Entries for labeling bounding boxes
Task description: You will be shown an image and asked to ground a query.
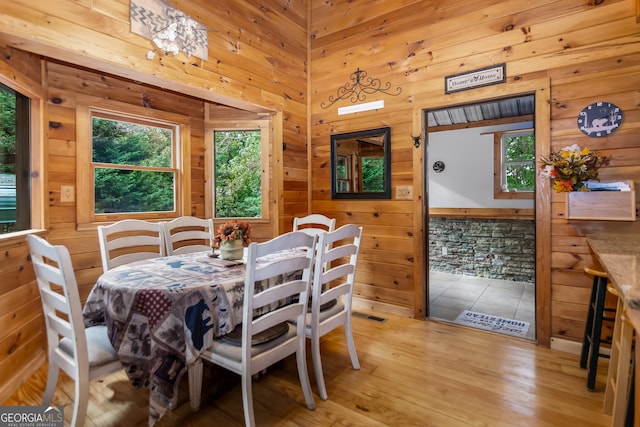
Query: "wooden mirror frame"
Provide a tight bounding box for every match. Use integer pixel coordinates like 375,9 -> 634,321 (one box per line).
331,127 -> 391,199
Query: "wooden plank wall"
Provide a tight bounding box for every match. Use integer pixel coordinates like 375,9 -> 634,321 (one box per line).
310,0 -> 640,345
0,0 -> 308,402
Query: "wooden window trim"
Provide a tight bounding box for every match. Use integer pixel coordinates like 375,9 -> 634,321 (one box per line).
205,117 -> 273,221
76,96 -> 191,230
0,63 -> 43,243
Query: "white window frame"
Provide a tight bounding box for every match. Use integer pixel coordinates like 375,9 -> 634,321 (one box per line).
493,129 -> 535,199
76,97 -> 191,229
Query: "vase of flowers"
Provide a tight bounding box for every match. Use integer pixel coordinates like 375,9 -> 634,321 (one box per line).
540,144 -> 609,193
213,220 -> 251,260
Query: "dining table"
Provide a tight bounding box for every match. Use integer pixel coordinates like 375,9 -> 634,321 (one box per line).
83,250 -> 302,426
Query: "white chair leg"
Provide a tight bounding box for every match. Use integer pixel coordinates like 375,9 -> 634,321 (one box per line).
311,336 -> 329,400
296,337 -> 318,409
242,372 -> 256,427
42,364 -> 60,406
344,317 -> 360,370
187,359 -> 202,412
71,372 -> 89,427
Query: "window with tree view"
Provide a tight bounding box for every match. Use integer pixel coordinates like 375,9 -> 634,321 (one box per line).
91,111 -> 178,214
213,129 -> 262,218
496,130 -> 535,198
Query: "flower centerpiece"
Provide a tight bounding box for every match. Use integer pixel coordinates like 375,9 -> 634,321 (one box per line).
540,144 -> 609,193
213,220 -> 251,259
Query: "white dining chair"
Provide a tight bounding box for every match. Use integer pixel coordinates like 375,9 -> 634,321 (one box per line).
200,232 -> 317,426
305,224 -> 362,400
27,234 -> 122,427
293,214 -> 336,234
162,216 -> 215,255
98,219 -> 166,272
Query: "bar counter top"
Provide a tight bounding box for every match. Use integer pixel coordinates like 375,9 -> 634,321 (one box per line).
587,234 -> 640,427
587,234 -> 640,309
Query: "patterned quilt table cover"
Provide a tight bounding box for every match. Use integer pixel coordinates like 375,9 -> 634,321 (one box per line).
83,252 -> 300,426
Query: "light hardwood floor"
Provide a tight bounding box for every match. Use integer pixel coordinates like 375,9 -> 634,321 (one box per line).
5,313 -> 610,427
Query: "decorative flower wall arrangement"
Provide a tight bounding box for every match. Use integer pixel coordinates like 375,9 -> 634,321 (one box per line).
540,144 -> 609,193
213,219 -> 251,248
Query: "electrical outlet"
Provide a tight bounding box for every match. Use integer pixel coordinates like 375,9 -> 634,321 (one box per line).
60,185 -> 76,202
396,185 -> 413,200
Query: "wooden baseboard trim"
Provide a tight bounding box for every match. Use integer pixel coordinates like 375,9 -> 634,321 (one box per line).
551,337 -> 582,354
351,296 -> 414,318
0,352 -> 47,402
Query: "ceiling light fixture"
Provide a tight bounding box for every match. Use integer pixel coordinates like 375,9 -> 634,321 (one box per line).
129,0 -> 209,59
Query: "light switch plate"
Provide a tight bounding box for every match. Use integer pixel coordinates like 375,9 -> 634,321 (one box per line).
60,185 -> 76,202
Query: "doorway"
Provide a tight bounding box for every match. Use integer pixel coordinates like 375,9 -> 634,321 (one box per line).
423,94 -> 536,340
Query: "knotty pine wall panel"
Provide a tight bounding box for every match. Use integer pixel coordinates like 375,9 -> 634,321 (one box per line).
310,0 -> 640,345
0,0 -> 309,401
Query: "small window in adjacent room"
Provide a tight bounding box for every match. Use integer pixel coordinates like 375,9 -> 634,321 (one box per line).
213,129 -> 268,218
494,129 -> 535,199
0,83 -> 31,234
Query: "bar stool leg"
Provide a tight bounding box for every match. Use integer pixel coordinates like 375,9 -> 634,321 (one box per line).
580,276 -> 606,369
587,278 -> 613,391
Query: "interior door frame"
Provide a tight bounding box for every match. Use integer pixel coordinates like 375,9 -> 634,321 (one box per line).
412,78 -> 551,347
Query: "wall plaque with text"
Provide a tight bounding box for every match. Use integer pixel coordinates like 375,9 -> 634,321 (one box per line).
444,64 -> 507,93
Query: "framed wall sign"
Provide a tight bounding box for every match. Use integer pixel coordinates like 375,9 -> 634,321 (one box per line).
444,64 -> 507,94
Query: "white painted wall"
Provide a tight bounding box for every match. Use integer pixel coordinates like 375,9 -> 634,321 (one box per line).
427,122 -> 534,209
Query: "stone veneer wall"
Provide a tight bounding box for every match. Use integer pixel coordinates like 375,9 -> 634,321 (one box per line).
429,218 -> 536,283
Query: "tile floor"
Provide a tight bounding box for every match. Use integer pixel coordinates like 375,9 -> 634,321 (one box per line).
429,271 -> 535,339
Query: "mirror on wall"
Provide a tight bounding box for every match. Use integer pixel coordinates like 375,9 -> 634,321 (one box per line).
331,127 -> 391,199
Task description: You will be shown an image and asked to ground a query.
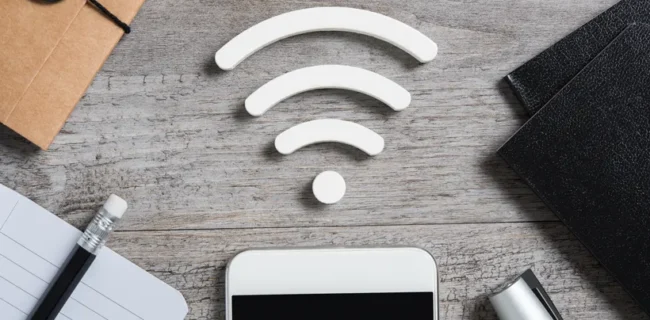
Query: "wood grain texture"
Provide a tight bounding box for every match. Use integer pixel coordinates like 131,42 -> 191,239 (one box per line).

Objective: Rewrite all the lines above with "integer pixel coordinates" swapped for "whole-number pixel coordinates" throughout, leaving everything else unchanged and omitting the pictures.

The response:
Task description: You will be shown an image and asked to ground a query.
Query: "wooden mirror frame"
Provide a tight bounding box for every match. Use whole-number pixel coordinates like 375,9 -> 634,321 (one box per line).
331,127 -> 391,199
Query: "wooden plank wall"
Provide a tight bounding box for every match. Use whole-number pixel coordinates like 375,9 -> 634,321 (one box per line).
310,0 -> 640,345
0,0 -> 308,402
Query: "wooden window trim"
Provide a tight bounding box for every match. Use whole-number pixel coordinates like 375,9 -> 634,321 (one box per line).
205,117 -> 273,221
76,96 -> 191,230
0,63 -> 43,243
Query: "white window frame"
Provide a tight bounding box for every match. Use whole-number pixel coordinates like 375,9 -> 634,321 (one box per line).
493,129 -> 535,199
76,97 -> 191,229
Query: "vase of flowers"
Provide a tight bounding box for every match. Use whole-number pixel coordinates like 375,9 -> 634,321 (one box per line).
540,144 -> 609,193
213,220 -> 251,260
Query: "dining table"
Provide a tight bounding box for every match. Use whole-number pixel coordinates like 375,9 -> 634,321 (one box per line).
83,250 -> 302,426
Query: "white chair leg"
Provide a tight bounding box for every match. Use whole-number pixel coordinates like 375,9 -> 634,321 (one box per line).
311,336 -> 329,400
296,337 -> 318,409
242,372 -> 256,427
42,364 -> 60,406
344,317 -> 360,370
187,359 -> 202,412
71,372 -> 89,427
Query: "window with tree view"
Provide a tight bounding box for every match. Use whole-number pixel coordinates like 375,9 -> 634,321 (one box per line).
91,111 -> 178,214
213,129 -> 262,218
496,130 -> 535,198
Query: "flower centerpiece"
Provide a tight bounding box for every match. Use whole-number pixel coordinates like 375,9 -> 634,321 (one box per line).
540,144 -> 609,193
213,220 -> 251,259
Query: "white dining chair"
Provide a tight bounding box for every match. Use whole-number pixel coordinates like 375,9 -> 634,321 (one box per line).
200,232 -> 317,426
305,224 -> 362,400
27,234 -> 122,427
293,214 -> 336,234
162,216 -> 215,255
98,219 -> 166,272
Query: "bar counter top"
Provide a tight bounding box for every match. Use whole-number pixel coordinates like 375,9 -> 634,321 (one box per line).
587,234 -> 640,427
587,234 -> 640,309
Query: "patterned quilt table cover"
Provide a tight bounding box for every match. Use whole-number pixel coordinates like 375,9 -> 634,321 (one box per line).
83,252 -> 300,426
Query: "light hardwood floor"
Provide a tight bounding box for every match. Use whole-number pixel coordinates like 375,9 -> 634,321 (one box per line).
5,313 -> 610,427
Query: "decorative flower wall arrangement"
Provide a tight bounding box for every match. Use whole-number pixel coordinates like 375,9 -> 634,321 (one box per line).
540,144 -> 609,193
213,219 -> 251,248
Query: "electrical outlet"
Provide a tight bounding box for every match. Use whole-number pixel coordinates like 375,9 -> 634,321 (one box per line).
60,185 -> 76,202
396,185 -> 413,200
Query: "wooden baseboard trim"
Provide a tight bounding box for every match. Use whole-number pixel coordinates like 375,9 -> 634,321 (one box per line).
551,337 -> 582,354
351,296 -> 414,318
0,352 -> 47,402
Query: "ceiling light fixture"
Provide a tight bounding box for every match. Use whole-number pixel coordinates like 375,9 -> 634,321 (one box per line).
129,0 -> 209,59
Query: "light switch plate"
Provide a tight bounding box for every match. Use whole-number pixel coordinates like 375,9 -> 634,321 (one box per line).
60,185 -> 76,202
Query: "doorway"
Provide a tight bounding box for every match. Use whole-number pixel coordinates like 375,9 -> 634,321 (one box per line).
423,94 -> 536,340
Query: "knotty pine wall panel"
Provide a tight bounding box for every match. Use whole-number pixel coordinates like 375,9 -> 634,321 (one box per line).
310,0 -> 640,345
0,0 -> 309,401
Query: "small window in adjacent room"
Provide a tight bounding box for every match. Use whole-number pixel coordinates like 375,9 -> 634,321 (one box per line).
213,129 -> 268,218
494,129 -> 535,199
0,83 -> 31,234
Query: "bar stool leg"
Provide a tight bounding box for every match. Use whole-number pixel coordinates like 375,9 -> 634,321 (one box per line).
580,276 -> 606,369
587,278 -> 613,391
Query: "interior door frame"
Provide a tight bounding box for every match. Use whole-number pixel coordinates like 375,9 -> 634,321 (one box per line).
412,78 -> 551,347
Query: "wall plaque with text"
Provide a tight bounding box for every match. Use whole-number pixel coordinates like 375,9 -> 634,321 (one box per line).
444,64 -> 507,93
Query: "framed wall sign"
Provide a tight bounding box for every match. Use whole-number pixel coordinates like 375,9 -> 634,321 (one box per line).
444,64 -> 507,94
Query: "white painted wall"
Provide a tight bounding box for every match. Use whole-number pixel coordinates like 375,9 -> 634,321 (one box per line).
427,122 -> 534,209
Query: "stone veneer wall"
Provide a tight bounding box for every match. Use whole-number pixel coordinates like 375,9 -> 634,321 (one box per line).
429,218 -> 536,283
Query: "tile floor"
Provide a tight bounding box for every match. Use whole-number pixel coordinates like 375,9 -> 634,321 (one box per line).
429,271 -> 535,339
Query: "mirror on wall"
Provide a tight bounding box for every match. Use whole-number pixel coordinates like 375,9 -> 634,321 (one box per line).
331,127 -> 391,199
Task description: You will be shown an image and asked to ground a query.
Query: "wood grain texture"
Provide a tight bounding box for every match. Use whole-number pixel coordinates like 131,42 -> 191,239 (one box per line).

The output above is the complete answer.